Excerpts from a location annotation dataset
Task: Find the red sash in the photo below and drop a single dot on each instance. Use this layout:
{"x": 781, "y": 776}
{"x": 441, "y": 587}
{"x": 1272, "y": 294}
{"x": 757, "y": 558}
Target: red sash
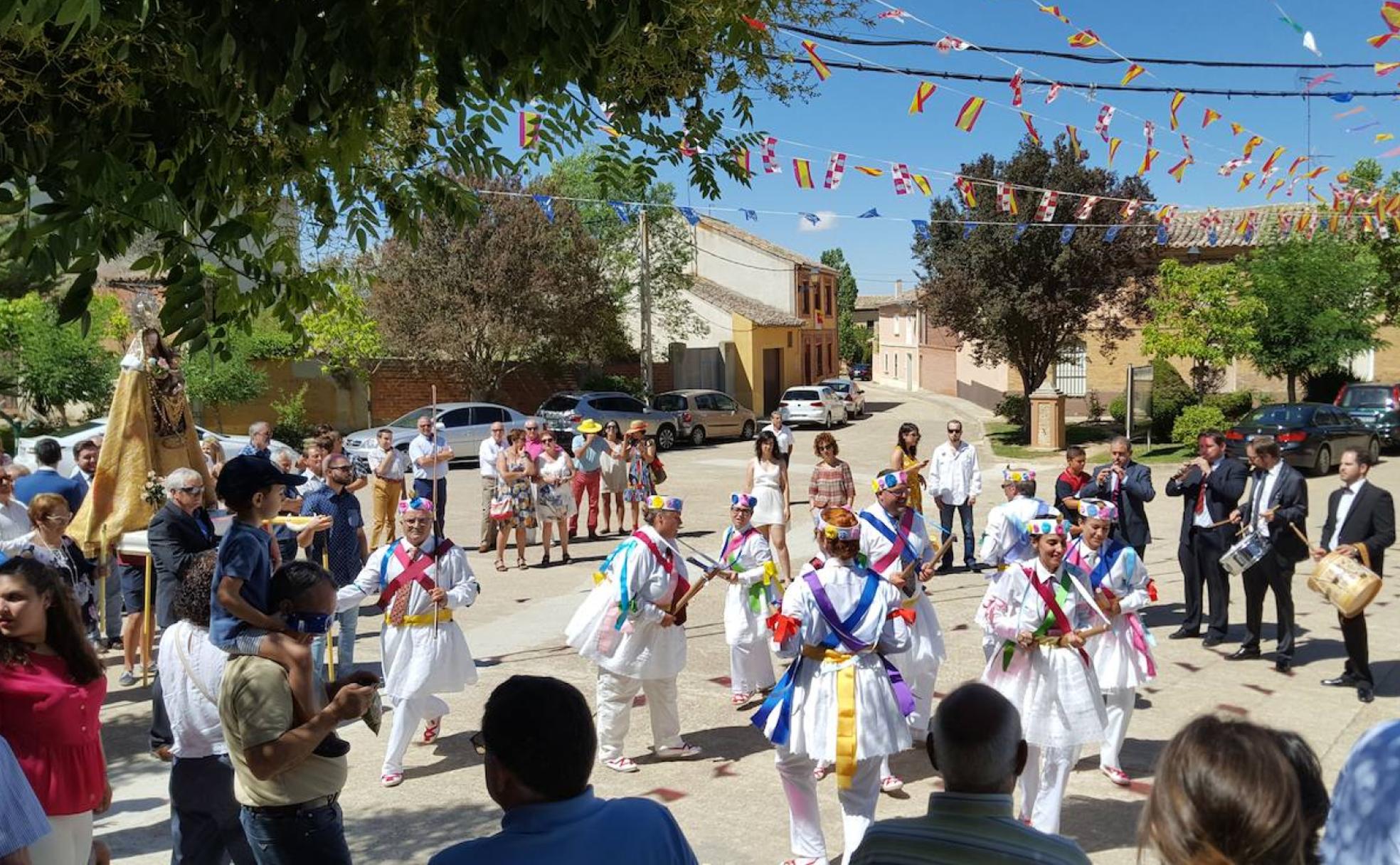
{"x": 413, "y": 571}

Exercise prompt
Write out every item above word for word, leaving out the pictures.

Answer to this exercise
Task: Find the red sash in the photo below and drop a single dot on each instance. Use this layout:
{"x": 781, "y": 776}
{"x": 441, "y": 587}
{"x": 1272, "y": 294}
{"x": 757, "y": 558}
Target: red sash
{"x": 413, "y": 571}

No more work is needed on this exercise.